[START OF Stored rows]

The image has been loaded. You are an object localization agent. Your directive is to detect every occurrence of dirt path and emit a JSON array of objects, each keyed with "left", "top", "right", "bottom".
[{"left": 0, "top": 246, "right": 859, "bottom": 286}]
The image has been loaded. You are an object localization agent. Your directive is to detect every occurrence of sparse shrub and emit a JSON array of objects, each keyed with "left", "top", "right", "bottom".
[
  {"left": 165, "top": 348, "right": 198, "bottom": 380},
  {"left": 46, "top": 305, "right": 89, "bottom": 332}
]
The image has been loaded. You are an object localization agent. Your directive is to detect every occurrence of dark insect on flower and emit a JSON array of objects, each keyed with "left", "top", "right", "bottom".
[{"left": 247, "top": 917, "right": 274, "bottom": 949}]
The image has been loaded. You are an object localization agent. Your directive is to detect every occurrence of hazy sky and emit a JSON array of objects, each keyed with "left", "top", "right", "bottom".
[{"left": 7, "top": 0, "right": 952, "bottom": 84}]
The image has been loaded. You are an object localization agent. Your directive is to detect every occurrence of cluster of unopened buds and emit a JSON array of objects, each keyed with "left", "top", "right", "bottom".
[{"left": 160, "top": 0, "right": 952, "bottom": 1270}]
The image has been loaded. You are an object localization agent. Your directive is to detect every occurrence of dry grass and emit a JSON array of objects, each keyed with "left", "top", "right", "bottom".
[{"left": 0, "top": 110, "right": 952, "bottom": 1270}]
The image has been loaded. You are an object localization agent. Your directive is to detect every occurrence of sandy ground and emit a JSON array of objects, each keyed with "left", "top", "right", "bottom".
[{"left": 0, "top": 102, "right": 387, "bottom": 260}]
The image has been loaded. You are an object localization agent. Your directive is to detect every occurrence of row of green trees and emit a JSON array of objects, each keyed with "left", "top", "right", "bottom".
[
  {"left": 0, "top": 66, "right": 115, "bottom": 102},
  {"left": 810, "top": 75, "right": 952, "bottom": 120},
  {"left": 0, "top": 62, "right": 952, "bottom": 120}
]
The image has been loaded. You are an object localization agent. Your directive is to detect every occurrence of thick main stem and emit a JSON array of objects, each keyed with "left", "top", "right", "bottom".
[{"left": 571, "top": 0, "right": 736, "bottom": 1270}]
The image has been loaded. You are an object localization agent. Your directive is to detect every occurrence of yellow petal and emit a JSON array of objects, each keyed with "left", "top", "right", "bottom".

[END OF Stored rows]

Required work: Reproduce all of the lines above word for word, with no changes.

Output:
The image has been loaded. You are an object localization agent. Your directive is to detect every occurrence of dirt path and emit a JSON array of objects, each keyed with "left", "top", "right", "bottom".
[{"left": 0, "top": 246, "right": 859, "bottom": 286}]
The image has been loaded. You are an object localization agent. Your directive is to detect every occurrence of sparse shrub and emit a JSON array of objects, each keyed with "left", "top", "right", "bottom".
[
  {"left": 165, "top": 348, "right": 198, "bottom": 380},
  {"left": 46, "top": 305, "right": 89, "bottom": 332}
]
The image has been loaded. You are an object localization agent. Your directive is to detect every occurrence of dark insect on flower and emit a JSON array of objects, each keyed with "left", "top", "right", "bottom".
[{"left": 247, "top": 917, "right": 274, "bottom": 949}]
The image has been loaded. You are an object localization agent. Your directive is to detect every occurrence of hazy sky and emit a JSON array of objects, each keyed with "left", "top", "right", "bottom".
[{"left": 7, "top": 0, "right": 952, "bottom": 84}]
The image has been loaded. You are an object localization agent. Your directive is to detect every occurrence of cluster of unopened buds and emit a JSON array of objects, each keyed with "left", "top", "right", "bottom".
[{"left": 160, "top": 0, "right": 952, "bottom": 1270}]
The image has been loaded. You are an object localization agent. Your directive is to detect every occurrence of dry grass and emit a JSON array of objects, each keyed with "left", "top", "right", "bottom".
[{"left": 0, "top": 110, "right": 952, "bottom": 1270}]
The image has been loaded. You are an object localization agent. Your directive is to detect every occurrence of sandy ground and emit a JSON array of objects, each keyed with "left", "top", "right", "bottom".
[{"left": 0, "top": 102, "right": 387, "bottom": 260}]
The image has been loaded. You are an object localization agent. Your directive is to detect every occurrence of row of green trees and emit a JSON array of objects, each keyed with "left", "top", "right", "bottom".
[
  {"left": 0, "top": 66, "right": 115, "bottom": 102},
  {"left": 810, "top": 75, "right": 952, "bottom": 120},
  {"left": 0, "top": 62, "right": 952, "bottom": 120}
]
The image has been loaded. You are an object localization agent. Your directive is to detect every occurrence of thick main stem and emit a JSON array of objects, each keyed with "left", "top", "right", "bottom".
[{"left": 571, "top": 0, "right": 736, "bottom": 1270}]
The image has been loaded. You are an object localization agent. Your directive is to detect every occurrence of yellow petal and emit a JSON array of objects, each keyed with "left", "top", "right", "bottom".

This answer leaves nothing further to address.